### SOURCE TEXT
******

# Nine Mile West Anthro Cow Hunt



## KnockedandLocked (Jun 24, 2010)

Noticed there are some cow tags available for the late January season on the Nine Mile West Anthro Unit. Anybody hunted this unit? What are the chances of seeing elk on it in January? Looks to be a lot of private and tribal land. Specific areas to look at? I am just curious, it would be nice to sneak in some elk hunting in the middle of winter. Any thoughts or suggestions are much appreciated. 

Mike


----------



## Trigger (Sep 11, 2007)

Hunted the area for years and was very successful but they made it Anthro West and most of the elk cross the road and are out of the hunting boundary. I bought that tag last year figuring I could find a cow and in 5 days of hunting saw 3 mature bulls. Only saw one cow taken during my hunt. That's why there are some permits still left.


----------



## KnockedandLocked (Jun 24, 2010)

For sure, if there is some huntable ground i think i will give it a go. Looks to be some on the south side of the unit. Is there any access to private on the northern half? I have a good feeling about my archery hunt in a week and a half but it is always nice to be out there and have the chance on another hunt. I guessed it was a tougher unit because of the tags left. How much snow does that unit typically see that time of year?

******

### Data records
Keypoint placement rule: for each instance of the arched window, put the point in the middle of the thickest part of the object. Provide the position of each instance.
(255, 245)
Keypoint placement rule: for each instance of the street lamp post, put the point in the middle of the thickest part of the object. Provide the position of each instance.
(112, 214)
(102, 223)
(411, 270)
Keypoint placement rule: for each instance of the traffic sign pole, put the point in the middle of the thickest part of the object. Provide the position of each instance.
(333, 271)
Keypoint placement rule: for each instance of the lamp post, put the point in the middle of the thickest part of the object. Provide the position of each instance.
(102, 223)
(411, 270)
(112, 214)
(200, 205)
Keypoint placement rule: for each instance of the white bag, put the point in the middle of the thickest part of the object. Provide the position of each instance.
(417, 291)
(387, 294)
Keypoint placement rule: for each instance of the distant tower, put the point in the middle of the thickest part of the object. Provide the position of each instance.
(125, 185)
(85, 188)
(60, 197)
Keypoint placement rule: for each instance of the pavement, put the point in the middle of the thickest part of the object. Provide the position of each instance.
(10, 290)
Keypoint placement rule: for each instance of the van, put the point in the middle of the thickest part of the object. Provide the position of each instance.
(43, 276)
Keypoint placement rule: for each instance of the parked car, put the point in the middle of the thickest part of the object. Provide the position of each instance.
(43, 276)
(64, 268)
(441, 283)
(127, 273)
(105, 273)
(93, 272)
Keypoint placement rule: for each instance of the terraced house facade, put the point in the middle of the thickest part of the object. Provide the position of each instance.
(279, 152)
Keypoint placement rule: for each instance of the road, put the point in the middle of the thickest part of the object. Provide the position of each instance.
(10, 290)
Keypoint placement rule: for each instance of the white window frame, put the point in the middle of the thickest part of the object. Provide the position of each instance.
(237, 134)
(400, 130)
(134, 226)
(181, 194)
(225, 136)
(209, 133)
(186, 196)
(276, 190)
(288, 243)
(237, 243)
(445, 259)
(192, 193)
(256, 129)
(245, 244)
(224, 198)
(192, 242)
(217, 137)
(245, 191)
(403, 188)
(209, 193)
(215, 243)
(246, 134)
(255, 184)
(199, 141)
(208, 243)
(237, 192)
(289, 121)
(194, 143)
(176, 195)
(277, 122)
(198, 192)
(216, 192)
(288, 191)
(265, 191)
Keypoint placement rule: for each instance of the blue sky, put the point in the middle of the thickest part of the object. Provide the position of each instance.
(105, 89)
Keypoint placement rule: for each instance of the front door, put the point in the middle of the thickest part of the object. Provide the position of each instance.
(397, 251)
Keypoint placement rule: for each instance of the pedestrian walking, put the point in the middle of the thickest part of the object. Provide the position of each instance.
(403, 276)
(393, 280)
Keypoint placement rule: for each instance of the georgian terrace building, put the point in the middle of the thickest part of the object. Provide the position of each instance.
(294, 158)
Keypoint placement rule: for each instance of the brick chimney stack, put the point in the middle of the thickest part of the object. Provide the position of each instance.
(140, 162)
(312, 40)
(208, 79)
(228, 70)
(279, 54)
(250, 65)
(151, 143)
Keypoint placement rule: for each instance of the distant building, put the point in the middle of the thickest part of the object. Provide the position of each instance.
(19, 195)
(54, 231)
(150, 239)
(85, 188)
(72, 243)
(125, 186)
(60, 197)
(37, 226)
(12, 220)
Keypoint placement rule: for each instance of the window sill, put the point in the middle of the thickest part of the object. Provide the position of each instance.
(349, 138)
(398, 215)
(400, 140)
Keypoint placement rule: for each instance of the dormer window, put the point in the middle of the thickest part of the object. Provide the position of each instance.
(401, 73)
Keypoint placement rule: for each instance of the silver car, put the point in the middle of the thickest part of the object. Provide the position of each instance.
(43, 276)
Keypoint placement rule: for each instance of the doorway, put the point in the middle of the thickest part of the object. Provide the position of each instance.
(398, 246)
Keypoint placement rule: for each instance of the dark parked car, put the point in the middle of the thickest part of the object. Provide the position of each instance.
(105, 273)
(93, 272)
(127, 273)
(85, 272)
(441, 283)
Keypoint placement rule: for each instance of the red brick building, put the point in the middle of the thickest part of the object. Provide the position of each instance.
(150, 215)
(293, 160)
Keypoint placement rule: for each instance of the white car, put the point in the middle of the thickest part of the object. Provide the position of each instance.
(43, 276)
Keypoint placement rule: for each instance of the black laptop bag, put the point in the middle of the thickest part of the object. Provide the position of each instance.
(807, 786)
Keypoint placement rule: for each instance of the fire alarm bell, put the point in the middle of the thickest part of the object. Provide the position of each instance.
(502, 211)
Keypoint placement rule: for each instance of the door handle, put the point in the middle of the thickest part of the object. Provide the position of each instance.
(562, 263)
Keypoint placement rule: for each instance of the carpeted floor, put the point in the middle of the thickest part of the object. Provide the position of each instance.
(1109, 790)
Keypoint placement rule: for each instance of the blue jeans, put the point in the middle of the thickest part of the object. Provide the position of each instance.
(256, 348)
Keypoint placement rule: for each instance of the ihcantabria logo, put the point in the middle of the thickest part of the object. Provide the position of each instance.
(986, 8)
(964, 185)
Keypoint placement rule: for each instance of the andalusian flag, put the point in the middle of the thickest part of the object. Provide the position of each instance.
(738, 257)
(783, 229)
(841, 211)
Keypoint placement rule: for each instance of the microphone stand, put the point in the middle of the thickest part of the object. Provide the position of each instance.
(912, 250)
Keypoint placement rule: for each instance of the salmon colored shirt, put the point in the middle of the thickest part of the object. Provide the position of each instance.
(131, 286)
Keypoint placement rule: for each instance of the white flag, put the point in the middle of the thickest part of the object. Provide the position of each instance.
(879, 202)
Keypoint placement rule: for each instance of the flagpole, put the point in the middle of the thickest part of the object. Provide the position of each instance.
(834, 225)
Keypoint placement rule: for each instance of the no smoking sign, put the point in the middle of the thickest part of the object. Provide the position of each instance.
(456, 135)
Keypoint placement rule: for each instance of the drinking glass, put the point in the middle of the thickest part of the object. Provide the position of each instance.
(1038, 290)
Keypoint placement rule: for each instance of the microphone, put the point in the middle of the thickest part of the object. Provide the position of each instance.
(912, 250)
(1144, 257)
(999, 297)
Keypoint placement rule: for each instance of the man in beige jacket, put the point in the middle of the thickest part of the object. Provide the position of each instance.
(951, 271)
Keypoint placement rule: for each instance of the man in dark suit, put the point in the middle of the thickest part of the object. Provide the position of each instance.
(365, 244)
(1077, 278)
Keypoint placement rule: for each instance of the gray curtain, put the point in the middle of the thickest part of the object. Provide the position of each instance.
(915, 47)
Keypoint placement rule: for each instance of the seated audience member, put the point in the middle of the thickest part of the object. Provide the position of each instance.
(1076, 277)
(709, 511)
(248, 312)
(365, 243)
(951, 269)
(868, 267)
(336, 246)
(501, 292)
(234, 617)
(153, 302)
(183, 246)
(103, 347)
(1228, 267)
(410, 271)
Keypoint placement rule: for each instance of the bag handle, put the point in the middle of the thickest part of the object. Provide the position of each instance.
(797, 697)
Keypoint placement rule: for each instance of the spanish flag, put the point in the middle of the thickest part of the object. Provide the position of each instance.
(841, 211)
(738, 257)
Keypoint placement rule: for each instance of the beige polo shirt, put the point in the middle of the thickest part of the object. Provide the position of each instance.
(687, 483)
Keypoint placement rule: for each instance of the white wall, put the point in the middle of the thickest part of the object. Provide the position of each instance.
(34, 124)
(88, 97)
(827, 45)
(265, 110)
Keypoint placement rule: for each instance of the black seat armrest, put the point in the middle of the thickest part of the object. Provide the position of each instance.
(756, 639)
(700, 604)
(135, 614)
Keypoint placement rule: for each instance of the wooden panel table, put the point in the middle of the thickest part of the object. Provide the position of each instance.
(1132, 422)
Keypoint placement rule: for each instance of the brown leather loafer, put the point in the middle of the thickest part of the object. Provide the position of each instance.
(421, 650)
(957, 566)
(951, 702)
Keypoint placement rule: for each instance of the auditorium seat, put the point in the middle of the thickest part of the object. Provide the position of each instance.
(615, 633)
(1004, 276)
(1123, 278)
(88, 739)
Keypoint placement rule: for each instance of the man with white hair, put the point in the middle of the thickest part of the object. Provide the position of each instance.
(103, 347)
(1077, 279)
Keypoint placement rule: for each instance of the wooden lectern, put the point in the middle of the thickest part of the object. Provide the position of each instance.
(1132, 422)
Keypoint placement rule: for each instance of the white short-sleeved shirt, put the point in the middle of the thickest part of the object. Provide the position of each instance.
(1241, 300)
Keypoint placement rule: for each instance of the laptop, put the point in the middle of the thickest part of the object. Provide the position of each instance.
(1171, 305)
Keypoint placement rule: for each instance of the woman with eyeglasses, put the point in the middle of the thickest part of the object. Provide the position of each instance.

******

### EXERCISE SET
[A] Copy the passage of the elk hunt thread from "Hunted the area" up to and including "time of year?".
[B] Proceed with the thread about the Nine Mile West Anthro cow hunt, picking up after its final post.

### EXPECTED RESPONSES
[A]
Hunted the area for years and was very successful but they made it Anthro West and most of the elk cross the road and are out of the hunting boundary. I bought that tag last year figuring I could find a cow and in 5 days of hunting saw 3 mature bulls. Only saw one cow taken during my hunt. That's why there are some permits still left.


----------



## KnockedandLocked (Jun 24, 2010)

For sure, if there is some huntable ground i think i will give it a go. Looks to be some on the south side of the unit. Is there any access to private on the northern half? I have a good feeling about my archery hunt in a week and a half but it is always nice to be out there and have the chance on another hunt. I guessed it was a tougher unit because of the tags left. How much snow does that unit typically see that time of year?

[B]
----------



## bamacpl (Jun 1, 2010)

I hunted 2 yrs ago & was successful once the snow pushed the elk down!!!


----------



## k_j_carls (Nov 27, 2010)

where did you find public access, I have never hunted this area before. I see the signs all on the higway 40 inregards to elk migration routes? I was thinking of heading south along 191 to get into forest service land is this an option. Where were you sucessful?


----------



## ripndrag (Mar 16, 2009)

so did you buy the tag ? also how is the december hunt going from pepole who are hunting now


----------



## KnockedandLocked (Jun 24, 2010)

A buddy and bought the tag, hunt starts Jan. 15th. Anybody had any luck on the earlier hunts? Any advice is much appreciated.


----------



## KnockedandLocked (Jun 24, 2010)

http://wildlife.utah.gov/HAM/public/det ... ary_id=132

That is the hunt boundary. What go you guys think the best map to use is? BLM, forest service, etc.


----------



## stimmie78 (Dec 8, 2007)

http://mapserv.utah.gov/sgid/

now if you could overlay the above with google earth... that'd be awesome...


----------



## swbuckmaster (Sep 14, 2007)

just like there are no big bucks in Utah :O•-: there are no cow elk on the Anthro. :lol:


----------



## goofy elk (Dec 16, 2007)

swbuckmaster said:


> just like there are no big bucks in Utah :O•-: there are no cow elk on the Anthro. :lol:


So SW ,,how much time you spent in Sowers canyon ? OR on Cotton wood ridge,
Wire fence , Nutter's , Antelope canyons or Chokecherry?????

Cuz I've spent enough time on Anthro to watch it go from one of the best to
were its at TODAY,,,,HARD TO EVEN FIND A COW!!

Hell, my screen name comes from Anthro,,,,,,,That's were I killed the "goofyelk"...

Now in all seriousness,,,,Most of the elk on Anthro right now are on private ground
OR on the Indian res..........Good luck.


----------



## Broadside_Shot (Feb 22, 2010)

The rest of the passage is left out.